Document excerpt
Does stress perfusion imaging improve the diagnostic accuracy of late gadolinium enhanced cardiac magnetic resonance for establishing the etiology of heart failure?
2017-05-23T15:28:58Z (GMT) by
BACKGROUND: Late gadolinium enhanced cardiovascular magnetic resonance (LGE-CMR) has excellent specificity, sensitivity and diagnostic accuracy for differentiating between ischemic cardiomyopathy (ICM) and non-ischemic dilated cardiomyopathy (NICM). CMR first-pass myocardial perfusion imaging (perfusion-CMR) may also play role in distinguishing heart failure of ischemic and non-ischemic origins, although the utility of additional of stress perfusion imaging in such patients is unclear. The aim of this retrospective study was to assess whether the addition of adenosine stress perfusion imaging to LGE-CMR is of incremental value for differentiating ICM and NICM in patients with severe left ventricular systolic dysfunction (LVSD) of uncertain etiology. METHODS: We retrospectively identified 100 consecutive adult patients (median age 69 years (IQR 59-73)) with severe LVSD (mean LV EF 26.6 ± 7.0%) referred for perfusion-CMR to establish the underlying etiology of heart failure. The cause of heart failure was first determined on examination of CMR cine and LGE images in isolation. Subsequent examination of complete adenosine stress perfusion-CMR studies (cine, LGE and perfusion images) was performed to identify whether this altered the initial diagnosis. RESULTS: On LGE-CMR, 38 patients were diagnosed with ICM, 46 with NICM and 16 with dual pathology. With perfusion-CMR, there were 39 ICM, 44 NICM and 17 dual pathology diagnoses. There was excellent agreement in diagnoses between LGE-CMR and perfusion-CMR (κ 0.968, p<0.001). The addition of adenosine stress perfusion images to LGE-CMR altered the diagnosis in only two of the 100 patients. CONCLUSION: The addition of adenosine stress perfusion-CMR to cine and LGE-CMR provides minimal incremental diagnostic yield for determining the etiology of heart failure in patients with severe LVSD.

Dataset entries

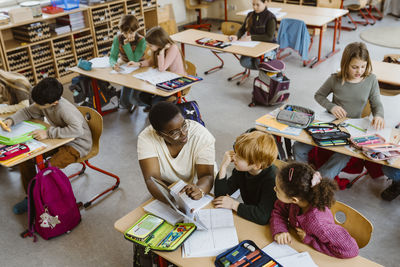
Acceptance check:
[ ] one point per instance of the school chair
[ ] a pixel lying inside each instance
(293, 33)
(359, 227)
(197, 7)
(227, 28)
(95, 122)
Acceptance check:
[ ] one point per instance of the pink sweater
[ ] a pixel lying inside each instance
(321, 231)
(171, 61)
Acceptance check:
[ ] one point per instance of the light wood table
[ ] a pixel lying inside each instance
(386, 72)
(126, 80)
(51, 144)
(305, 138)
(261, 235)
(313, 17)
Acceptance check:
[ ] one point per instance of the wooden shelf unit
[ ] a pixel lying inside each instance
(53, 56)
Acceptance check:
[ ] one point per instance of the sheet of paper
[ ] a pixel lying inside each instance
(220, 236)
(324, 116)
(155, 76)
(164, 211)
(190, 205)
(277, 251)
(19, 129)
(297, 260)
(245, 43)
(100, 62)
(125, 69)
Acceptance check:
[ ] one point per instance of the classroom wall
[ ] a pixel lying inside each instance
(216, 11)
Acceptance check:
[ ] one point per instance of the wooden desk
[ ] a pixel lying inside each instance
(126, 80)
(190, 36)
(261, 235)
(386, 72)
(51, 144)
(306, 139)
(313, 17)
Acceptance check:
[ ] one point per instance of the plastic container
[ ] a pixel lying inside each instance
(66, 4)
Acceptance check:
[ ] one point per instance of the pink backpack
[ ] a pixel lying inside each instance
(52, 208)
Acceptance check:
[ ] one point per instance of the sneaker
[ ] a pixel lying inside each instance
(391, 192)
(21, 207)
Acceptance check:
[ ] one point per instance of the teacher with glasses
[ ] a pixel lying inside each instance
(173, 148)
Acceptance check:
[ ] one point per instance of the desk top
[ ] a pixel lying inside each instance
(190, 37)
(260, 234)
(312, 16)
(51, 144)
(386, 72)
(127, 80)
(305, 138)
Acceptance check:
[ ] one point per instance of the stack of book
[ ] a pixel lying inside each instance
(75, 20)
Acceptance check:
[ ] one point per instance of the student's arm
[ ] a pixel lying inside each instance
(73, 120)
(166, 59)
(138, 53)
(321, 95)
(269, 34)
(151, 168)
(114, 52)
(227, 186)
(332, 239)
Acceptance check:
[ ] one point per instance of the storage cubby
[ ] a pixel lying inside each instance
(45, 71)
(41, 53)
(18, 59)
(62, 47)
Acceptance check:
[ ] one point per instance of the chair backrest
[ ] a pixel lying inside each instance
(329, 3)
(95, 122)
(230, 28)
(359, 227)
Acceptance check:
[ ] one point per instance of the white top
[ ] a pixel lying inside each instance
(199, 149)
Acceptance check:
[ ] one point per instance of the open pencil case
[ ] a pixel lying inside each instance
(385, 151)
(157, 234)
(328, 134)
(245, 254)
(295, 116)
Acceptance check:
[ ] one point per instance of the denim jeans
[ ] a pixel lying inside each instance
(329, 169)
(392, 173)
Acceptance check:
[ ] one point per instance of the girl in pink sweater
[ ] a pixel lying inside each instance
(304, 199)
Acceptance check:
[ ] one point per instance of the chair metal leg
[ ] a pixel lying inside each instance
(217, 67)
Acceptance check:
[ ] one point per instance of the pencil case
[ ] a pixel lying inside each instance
(328, 134)
(360, 141)
(8, 152)
(246, 253)
(157, 234)
(384, 151)
(295, 116)
(177, 83)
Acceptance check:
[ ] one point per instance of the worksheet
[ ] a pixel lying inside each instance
(220, 236)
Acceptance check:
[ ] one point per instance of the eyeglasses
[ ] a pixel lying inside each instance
(175, 134)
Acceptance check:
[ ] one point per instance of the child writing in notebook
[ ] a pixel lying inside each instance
(65, 121)
(259, 25)
(254, 175)
(166, 56)
(128, 47)
(14, 91)
(352, 87)
(304, 199)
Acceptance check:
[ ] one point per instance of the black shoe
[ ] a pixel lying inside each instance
(391, 192)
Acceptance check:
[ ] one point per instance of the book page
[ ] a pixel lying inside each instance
(220, 236)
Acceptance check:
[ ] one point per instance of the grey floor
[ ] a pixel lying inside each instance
(95, 242)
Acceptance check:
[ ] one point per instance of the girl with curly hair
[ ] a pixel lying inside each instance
(304, 199)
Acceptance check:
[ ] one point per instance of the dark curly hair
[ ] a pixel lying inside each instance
(320, 196)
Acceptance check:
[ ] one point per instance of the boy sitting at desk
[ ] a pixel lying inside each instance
(254, 174)
(66, 122)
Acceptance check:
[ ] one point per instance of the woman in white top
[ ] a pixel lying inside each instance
(172, 149)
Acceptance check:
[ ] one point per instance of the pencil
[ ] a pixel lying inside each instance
(4, 126)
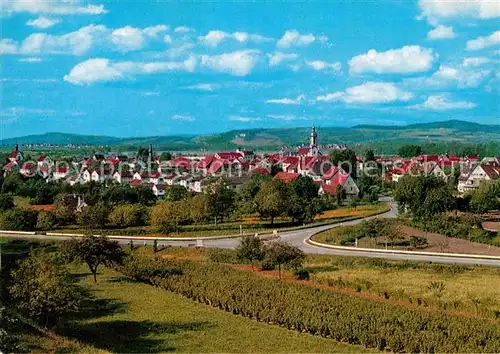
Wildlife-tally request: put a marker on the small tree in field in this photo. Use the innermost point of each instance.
(93, 251)
(250, 249)
(282, 253)
(41, 289)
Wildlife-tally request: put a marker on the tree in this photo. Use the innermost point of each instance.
(346, 159)
(145, 195)
(42, 289)
(18, 219)
(126, 215)
(93, 251)
(64, 207)
(6, 202)
(409, 150)
(166, 156)
(219, 198)
(12, 183)
(175, 193)
(486, 197)
(250, 249)
(282, 253)
(9, 328)
(272, 199)
(369, 156)
(94, 216)
(167, 216)
(46, 221)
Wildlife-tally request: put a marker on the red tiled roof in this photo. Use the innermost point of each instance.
(229, 155)
(331, 172)
(260, 171)
(287, 177)
(205, 163)
(303, 150)
(42, 158)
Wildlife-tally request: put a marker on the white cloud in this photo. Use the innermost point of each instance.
(92, 70)
(288, 101)
(30, 60)
(52, 7)
(459, 76)
(484, 42)
(83, 40)
(43, 22)
(183, 29)
(244, 119)
(154, 31)
(440, 10)
(294, 38)
(475, 61)
(150, 93)
(443, 102)
(441, 32)
(203, 87)
(102, 70)
(319, 65)
(131, 38)
(215, 37)
(408, 59)
(238, 63)
(285, 117)
(277, 58)
(183, 118)
(370, 92)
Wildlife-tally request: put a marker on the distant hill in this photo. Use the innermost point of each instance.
(385, 137)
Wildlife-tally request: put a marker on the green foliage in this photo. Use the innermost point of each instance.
(9, 341)
(409, 150)
(93, 217)
(93, 251)
(250, 249)
(175, 193)
(272, 199)
(342, 317)
(46, 221)
(18, 219)
(42, 290)
(6, 202)
(167, 216)
(486, 197)
(280, 253)
(64, 208)
(222, 255)
(424, 196)
(346, 159)
(219, 198)
(126, 215)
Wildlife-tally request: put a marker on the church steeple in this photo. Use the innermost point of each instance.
(314, 137)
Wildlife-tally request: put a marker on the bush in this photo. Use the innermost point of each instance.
(342, 317)
(127, 215)
(6, 202)
(46, 221)
(18, 219)
(222, 255)
(301, 274)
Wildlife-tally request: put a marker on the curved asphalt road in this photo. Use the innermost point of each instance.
(299, 237)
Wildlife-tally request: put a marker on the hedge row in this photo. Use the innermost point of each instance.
(343, 317)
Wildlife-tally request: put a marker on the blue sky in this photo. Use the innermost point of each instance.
(137, 68)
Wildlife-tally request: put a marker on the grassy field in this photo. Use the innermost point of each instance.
(249, 225)
(457, 288)
(135, 317)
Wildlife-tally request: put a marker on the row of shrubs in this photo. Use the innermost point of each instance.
(465, 226)
(342, 317)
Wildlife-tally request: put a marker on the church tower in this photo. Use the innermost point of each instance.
(313, 142)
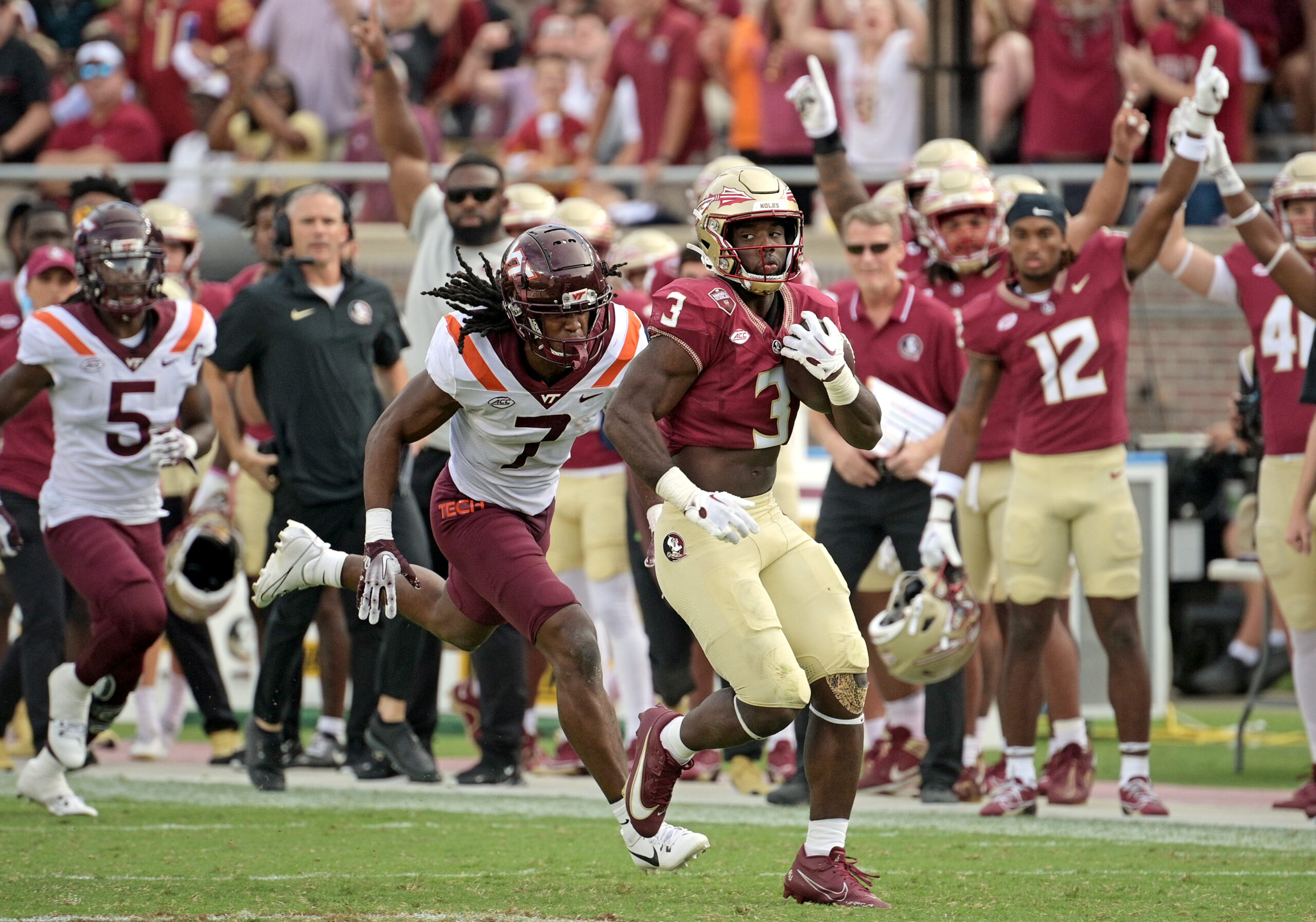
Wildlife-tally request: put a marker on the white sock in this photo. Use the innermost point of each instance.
(874, 729)
(1020, 766)
(1303, 655)
(612, 601)
(824, 836)
(1070, 730)
(628, 833)
(973, 749)
(327, 568)
(177, 700)
(907, 713)
(148, 717)
(1244, 653)
(671, 742)
(1135, 762)
(335, 726)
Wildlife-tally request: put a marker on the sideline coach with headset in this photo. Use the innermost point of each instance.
(316, 335)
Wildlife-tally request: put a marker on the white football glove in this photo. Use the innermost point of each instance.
(1211, 91)
(722, 514)
(812, 99)
(938, 545)
(172, 446)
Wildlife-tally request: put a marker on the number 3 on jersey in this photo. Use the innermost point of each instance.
(1063, 380)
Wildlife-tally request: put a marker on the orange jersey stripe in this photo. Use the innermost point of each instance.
(194, 326)
(64, 333)
(474, 361)
(628, 352)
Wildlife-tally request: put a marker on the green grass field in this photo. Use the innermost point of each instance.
(191, 852)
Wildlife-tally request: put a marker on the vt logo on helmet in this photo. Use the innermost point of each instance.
(929, 628)
(740, 195)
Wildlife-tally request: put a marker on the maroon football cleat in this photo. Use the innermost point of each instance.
(1011, 799)
(831, 879)
(1303, 798)
(1138, 799)
(1072, 772)
(706, 766)
(653, 777)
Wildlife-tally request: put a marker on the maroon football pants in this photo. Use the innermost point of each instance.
(120, 571)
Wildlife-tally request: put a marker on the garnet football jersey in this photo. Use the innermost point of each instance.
(1065, 357)
(740, 400)
(1282, 337)
(514, 432)
(107, 400)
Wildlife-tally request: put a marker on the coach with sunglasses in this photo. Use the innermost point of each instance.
(906, 349)
(465, 215)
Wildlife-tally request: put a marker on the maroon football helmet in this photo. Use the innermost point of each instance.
(553, 270)
(120, 258)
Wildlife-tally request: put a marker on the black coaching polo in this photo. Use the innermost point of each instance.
(315, 373)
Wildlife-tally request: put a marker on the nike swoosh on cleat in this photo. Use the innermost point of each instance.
(635, 803)
(647, 859)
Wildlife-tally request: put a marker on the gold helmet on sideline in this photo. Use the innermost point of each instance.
(528, 206)
(1295, 180)
(711, 170)
(748, 194)
(589, 219)
(202, 565)
(932, 157)
(929, 628)
(961, 187)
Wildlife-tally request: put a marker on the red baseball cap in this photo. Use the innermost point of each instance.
(50, 257)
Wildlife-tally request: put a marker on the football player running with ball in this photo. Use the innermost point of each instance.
(701, 420)
(1057, 335)
(121, 367)
(539, 356)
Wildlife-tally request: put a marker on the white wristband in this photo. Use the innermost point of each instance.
(1192, 149)
(844, 389)
(948, 485)
(675, 487)
(941, 509)
(379, 525)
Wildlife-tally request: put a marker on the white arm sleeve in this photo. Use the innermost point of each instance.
(1224, 288)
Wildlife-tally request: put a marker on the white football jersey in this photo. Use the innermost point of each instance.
(107, 399)
(513, 436)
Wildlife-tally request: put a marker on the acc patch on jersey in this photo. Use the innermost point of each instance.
(674, 546)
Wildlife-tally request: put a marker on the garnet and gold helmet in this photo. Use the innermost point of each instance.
(961, 187)
(588, 217)
(748, 194)
(1295, 180)
(929, 628)
(932, 157)
(528, 206)
(553, 270)
(120, 257)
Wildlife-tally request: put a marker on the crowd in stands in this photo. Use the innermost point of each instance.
(552, 83)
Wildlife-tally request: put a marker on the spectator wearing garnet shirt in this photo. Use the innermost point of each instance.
(115, 131)
(1168, 64)
(659, 49)
(551, 137)
(1077, 87)
(24, 93)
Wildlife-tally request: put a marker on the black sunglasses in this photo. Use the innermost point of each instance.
(857, 249)
(482, 194)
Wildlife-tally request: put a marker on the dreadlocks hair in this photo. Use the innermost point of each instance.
(485, 295)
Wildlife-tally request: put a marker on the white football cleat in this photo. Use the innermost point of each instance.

Task prompt
Reproduce the full study abstract on stress perfusion imaging and heart failure etiology from above, word for word.

Solution
Does stress perfusion imaging improve the diagnostic accuracy of late gadolinium enhanced cardiac magnetic resonance for establishing the etiology of heart failure?
2017-05-23T15:28:58Z (GMT) by
BACKGROUND: Late gadolinium enhanced cardiovascular magnetic resonance (LGE-CMR) has excellent specificity, sensitivity and diagnostic accuracy for differentiating between ischemic cardiomyopathy (ICM) and non-ischemic dilated cardiomyopathy (NICM). CMR first-pass myocardial perfusion imaging (perfusion-CMR) may also play role in distinguishing heart failure of ischemic and non-ischemic origins, although the utility of additional of stress perfusion imaging in such patients is unclear. The aim of this retrospective study was to assess whether the addition of adenosine stress perfusion imaging to LGE-CMR is of incremental value for differentiating ICM and NICM in patients with severe left ventricular systolic dysfunction (LVSD) of uncertain etiology. METHODS: We retrospectively identified 100 consecutive adult patients (median age 69 years (IQR 59-73)) with severe LVSD (mean LV EF 26.6 ± 7.0%) referred for perfusion-CMR to establish the underlying etiology of heart failure. The cause of heart failure was first determined on examination of CMR cine and LGE images in isolation. Subsequent examination of complete adenosine stress perfusion-CMR studies (cine, LGE and perfusion images) was performed to identify whether this altered the initial diagnosis. RESULTS: On LGE-CMR, 38 patients were diagnosed with ICM, 46 with NICM and 16 with dual pathology. With perfusion-CMR, there were 39 ICM, 44 NICM and 17 dual pathology diagnoses. There was excellent agreement in diagnoses between LGE-CMR and perfusion-CMR (κ 0.968, p<0.001). The addition of adenosine stress perfusion images to LGE-CMR altered the diagnosis in only two of the 100 patients. CONCLUSION: The addition of adenosine stress perfusion-CMR to cine and LGE-CMR provides minimal incremental diagnostic yield for determining the etiology of heart failure in patients with severe LVSD.